• EXERCISE OBJECTIVE:
An exact copy of every entry below is needed.
-=-=-=-=-
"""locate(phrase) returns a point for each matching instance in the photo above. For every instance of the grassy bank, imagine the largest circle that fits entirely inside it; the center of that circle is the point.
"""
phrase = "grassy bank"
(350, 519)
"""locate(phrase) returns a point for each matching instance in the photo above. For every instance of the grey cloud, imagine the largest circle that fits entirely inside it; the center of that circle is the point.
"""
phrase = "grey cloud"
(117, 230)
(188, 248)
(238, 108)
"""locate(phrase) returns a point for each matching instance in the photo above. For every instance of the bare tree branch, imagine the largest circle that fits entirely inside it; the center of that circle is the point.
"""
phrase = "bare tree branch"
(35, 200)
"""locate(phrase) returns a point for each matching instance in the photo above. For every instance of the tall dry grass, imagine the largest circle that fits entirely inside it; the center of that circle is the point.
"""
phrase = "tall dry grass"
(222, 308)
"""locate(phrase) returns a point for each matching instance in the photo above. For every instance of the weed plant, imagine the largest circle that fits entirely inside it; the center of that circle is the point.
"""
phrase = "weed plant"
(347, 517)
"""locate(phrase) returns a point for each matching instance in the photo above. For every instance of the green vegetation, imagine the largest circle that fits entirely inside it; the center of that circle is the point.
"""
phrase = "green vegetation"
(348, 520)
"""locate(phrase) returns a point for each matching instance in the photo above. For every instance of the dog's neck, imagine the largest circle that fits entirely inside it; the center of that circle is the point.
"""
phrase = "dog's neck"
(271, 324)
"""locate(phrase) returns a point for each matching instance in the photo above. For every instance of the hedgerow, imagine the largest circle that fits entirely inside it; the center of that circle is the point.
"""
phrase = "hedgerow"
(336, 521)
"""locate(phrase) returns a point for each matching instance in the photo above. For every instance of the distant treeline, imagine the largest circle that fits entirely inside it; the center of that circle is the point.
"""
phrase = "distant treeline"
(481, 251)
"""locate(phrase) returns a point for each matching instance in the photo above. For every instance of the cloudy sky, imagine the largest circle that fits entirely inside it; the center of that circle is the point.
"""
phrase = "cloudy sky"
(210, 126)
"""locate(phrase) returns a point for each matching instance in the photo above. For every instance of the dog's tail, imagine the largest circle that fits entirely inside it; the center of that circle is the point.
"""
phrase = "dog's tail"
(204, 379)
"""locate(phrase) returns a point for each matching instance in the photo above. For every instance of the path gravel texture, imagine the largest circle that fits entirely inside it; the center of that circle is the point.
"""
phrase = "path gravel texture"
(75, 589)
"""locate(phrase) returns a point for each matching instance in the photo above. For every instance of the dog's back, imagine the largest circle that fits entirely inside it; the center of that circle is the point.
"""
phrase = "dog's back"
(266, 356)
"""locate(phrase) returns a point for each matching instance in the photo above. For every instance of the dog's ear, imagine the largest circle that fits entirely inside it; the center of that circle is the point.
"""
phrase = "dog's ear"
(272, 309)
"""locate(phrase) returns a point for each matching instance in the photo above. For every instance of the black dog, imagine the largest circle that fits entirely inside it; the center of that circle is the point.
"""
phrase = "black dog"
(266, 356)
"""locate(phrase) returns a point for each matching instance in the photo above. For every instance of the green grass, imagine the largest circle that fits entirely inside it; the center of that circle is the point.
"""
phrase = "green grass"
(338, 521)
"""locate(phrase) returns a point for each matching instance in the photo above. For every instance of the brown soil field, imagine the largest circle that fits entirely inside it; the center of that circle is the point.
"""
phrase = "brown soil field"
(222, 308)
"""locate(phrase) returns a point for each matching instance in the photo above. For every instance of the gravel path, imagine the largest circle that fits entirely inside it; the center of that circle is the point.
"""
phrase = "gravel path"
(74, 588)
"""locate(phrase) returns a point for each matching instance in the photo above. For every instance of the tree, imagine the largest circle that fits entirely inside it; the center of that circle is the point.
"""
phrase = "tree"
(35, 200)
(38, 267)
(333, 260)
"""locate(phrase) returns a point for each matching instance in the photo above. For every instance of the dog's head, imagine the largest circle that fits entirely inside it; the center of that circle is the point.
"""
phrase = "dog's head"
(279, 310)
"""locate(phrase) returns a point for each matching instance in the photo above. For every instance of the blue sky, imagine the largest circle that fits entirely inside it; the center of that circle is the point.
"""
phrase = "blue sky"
-=-=-=-=-
• TASK RESPONSE:
"""locate(phrase) returns a point for each matching instance in the photo above. For every instance of the grassy bank, imagine the largest circle that fits entirely inside it; the center of that circle is the point.
"""
phrase = "grassy bank"
(350, 519)
"""locate(phrase) returns a point for each matching instance in the photo above. For every instance of the grey cloud, imagine the largest circle that fits entirely inside it; the center of that circle is the point.
"""
phrase = "grey cloud"
(117, 230)
(188, 248)
(238, 108)
"""locate(phrase) returns a point for each matching instance in the photo above. For every instance of the bare tree branch, imagine the largest circle that fits entirely inside it; the center of that circle is the point.
"""
phrase = "bare tree branch"
(35, 200)
"""locate(phrase) returns a point for each matching instance in the photo above. For every instance of the tall dry grass, imagine the largest circle that fits entirely inside it; the center of that circle is the point.
"""
phrase = "tall dry grass"
(222, 308)
"""locate(phrase) returns a point for each matching instance in the photo above. For every instance of the weed plant, imagine the largest circle that fits entirely inside it; the center of that circle is the point.
"""
phrase = "weed plant"
(347, 517)
"""locate(phrase) returns a point for each matching instance in the photo above. For every instance of the green vegetation, imagine the largest circle that fits entirely inside it; the center of that circle is the point.
"""
phrase = "green vegetation"
(348, 520)
"""locate(phrase) returns a point for each matching instance in the photo above. For every instance of the dog's neck, imagine the largest circle that fits entirely inside it; the center of that circle is the point.
"""
phrase = "dog's neck"
(271, 324)
"""locate(phrase) returns a point for each matching instance in the photo above. For every instance of the hedgerow, imagine the largest circle that fits entirely inside it; the center of that circle is the point.
"""
phrase = "hedgerow"
(336, 521)
"""locate(phrase) returns a point for each matching instance in the photo above. For every instance of the distant treeline, imagine the largest circle that fits entirely inside it; the center of that circle is the point.
"""
phrase = "distant treeline"
(481, 251)
"""locate(phrase) returns a point for each matching instance in the photo above. For every instance of the cloudy sky, imagine the largest circle that fits entirely inside it; the center of that circle is the point.
"""
phrase = "cloudy sky"
(210, 126)
"""locate(phrase) returns a point for each matching instance in the photo above. For every instance of the dog's tail, imagine the largest circle that fits entirely inside it; the center of that circle is the point.
"""
phrase = "dog's tail"
(204, 379)
"""locate(phrase) returns a point for each matching instance in the photo above. For every instance of the path gravel texture, imagine the largest circle that fits entirely inside it; the center of that circle is the point.
"""
phrase = "path gravel texture"
(75, 589)
"""locate(phrase) returns a point for each matching instance in the photo above. For every instance of the dog's back, imagine the largest circle that fits entirely inside it; the center of that circle is the point.
"""
phrase = "dog's back"
(266, 356)
"""locate(phrase) returns a point for each matching instance in the photo above. For every instance of the dog's ear, imagine the largest circle that fits entirely inside it; the center of that circle is the point.
"""
phrase = "dog's ear"
(272, 309)
"""locate(phrase) returns a point for each matching instance in the photo above. For every instance of the black dog, imagine the largest circle that fits entirely inside it; the center of that circle is the point.
"""
phrase = "black dog"
(266, 356)
"""locate(phrase) returns a point for each matching instance in the photo above. For every instance of the green grass, imagine the largest circle that fits entirely inside it; the center of that circle is the point.
"""
phrase = "green grass"
(338, 521)
"""locate(phrase) returns a point for each matching instance in the photo above. For every instance of the brown soil field, imagine the largest circle that fits entirely inside it; the center of that circle is the point.
"""
phrase = "brown soil field"
(222, 308)
"""locate(phrase) returns a point for each matching instance in the photo above. For every instance of the gravel path, imagine the largest circle that fits entirely inside it; the center of that circle is the point.
"""
phrase = "gravel path"
(74, 588)
"""locate(phrase) returns a point for each matching instance in the photo above. For every instance of the tree, imagine the largest circle that fits entirely inside it; the center of that circle is the point.
"""
phrase = "tree"
(35, 200)
(38, 267)
(333, 260)
"""locate(phrase) returns a point for each matching instance in the photo above. For every instance of the dog's head, imagine the largest circle that fits entirely inside it; the center of that circle is the point.
"""
phrase = "dog's head"
(279, 310)
"""locate(phrase) returns a point for each matching instance in the photo above. For every instance of the blue sky, imagine the largest circle that fits entirely inside it; the center of that circle is the point.
"""
phrase = "blue sky"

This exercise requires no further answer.